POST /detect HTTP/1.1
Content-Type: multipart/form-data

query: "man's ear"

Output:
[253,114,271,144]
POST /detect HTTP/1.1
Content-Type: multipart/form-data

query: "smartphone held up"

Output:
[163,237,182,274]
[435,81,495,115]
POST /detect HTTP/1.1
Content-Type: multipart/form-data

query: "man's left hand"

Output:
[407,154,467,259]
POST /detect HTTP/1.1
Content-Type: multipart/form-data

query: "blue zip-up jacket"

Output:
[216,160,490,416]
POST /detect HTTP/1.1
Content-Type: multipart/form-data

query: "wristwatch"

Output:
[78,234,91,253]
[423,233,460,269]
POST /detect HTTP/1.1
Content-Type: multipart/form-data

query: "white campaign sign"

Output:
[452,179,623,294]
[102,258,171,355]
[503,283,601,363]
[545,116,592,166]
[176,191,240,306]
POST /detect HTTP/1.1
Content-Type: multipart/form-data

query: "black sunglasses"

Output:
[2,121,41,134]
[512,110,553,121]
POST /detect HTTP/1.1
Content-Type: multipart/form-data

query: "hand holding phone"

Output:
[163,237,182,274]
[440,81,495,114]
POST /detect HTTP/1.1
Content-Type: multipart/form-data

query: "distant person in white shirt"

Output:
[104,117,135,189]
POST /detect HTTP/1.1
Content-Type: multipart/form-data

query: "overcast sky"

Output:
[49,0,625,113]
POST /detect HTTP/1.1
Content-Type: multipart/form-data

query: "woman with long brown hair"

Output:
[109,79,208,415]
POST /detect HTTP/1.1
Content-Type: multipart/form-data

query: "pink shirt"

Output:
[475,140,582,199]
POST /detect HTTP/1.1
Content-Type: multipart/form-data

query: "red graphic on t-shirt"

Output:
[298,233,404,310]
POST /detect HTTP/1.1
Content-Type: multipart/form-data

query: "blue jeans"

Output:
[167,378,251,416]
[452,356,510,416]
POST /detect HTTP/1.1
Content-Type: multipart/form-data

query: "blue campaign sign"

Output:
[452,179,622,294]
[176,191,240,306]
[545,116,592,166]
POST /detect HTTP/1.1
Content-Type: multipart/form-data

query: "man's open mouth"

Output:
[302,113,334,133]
+===+
Copy all of the material above line for line, with nothing changed.

POST /detect HTTP/1.1
Content-Type: multipart/form-data

query: "man's ear"

Output:
[253,114,271,144]
POST /detect HTTP/1.1
Content-Type: multipart/form-data

query: "smartphone held up"

Output:
[163,237,182,274]
[435,81,495,115]
POST /detect HTTP/1.1
Content-Type: multipart/form-data

query: "man's left hand"

Output:
[407,154,467,259]
POST /detect HTTP/1.1
Content-Type: multipart/form-data

query: "blue zip-up jacket"

Output:
[216,160,490,416]
POST /detect HTTP/1.1
Content-Type: multipart/form-data

query: "wristwatch"

Output:
[78,234,91,253]
[423,233,460,269]
POST /detect HTTP/1.1
Content-Type: multipart/form-data

query: "white campaign sign"

Output:
[452,179,623,294]
[102,258,171,355]
[503,283,601,363]
[545,116,592,166]
[176,191,240,306]
POST /detect HTTP/1.1
Content-Type: multipart/form-data

query: "black sunglasses"

Output:
[2,121,41,134]
[512,110,553,121]
POST /detect HTTP/1.1
Content-Type: multipart/form-data

query: "hand holding phone"

Output:
[163,237,182,274]
[440,81,495,114]
POST /detect HTTP/1.1
Content-Type: multipart/form-data

query: "distant person in white shirt"

Output:
[104,117,135,189]
POST /detect HTTP/1.1
Content-Type: multipart/form-data

query: "overcast sky"

Output:
[49,0,625,113]
POST /detect HTTP/1.1
Content-Type: multipart/form-data

query: "woman with long brown hair"

Output:
[109,79,208,415]
POST /detect HTTP/1.1
Content-Type: multipart/form-data

query: "pink shirt"

Output:
[475,140,582,199]
POST /detect HTTP/1.1
Content-Type: multipart/form-data

query: "red graphic on t-shirt"

Output:
[298,233,404,310]
POST /detect HTTP/1.1
Content-Type: multipart/form-data

query: "blue jeans"

Output:
[167,378,251,416]
[452,356,510,416]
POST /detect HTTP/1.1
Content-Type: multipart/form-data

query: "blue campaign sign"

Output:
[452,179,622,294]
[176,191,240,306]
[545,116,592,166]
POST /detect HTTP/1.1
Content-Type: multipart/form-data

query: "man's open mouth"

Output:
[302,113,334,133]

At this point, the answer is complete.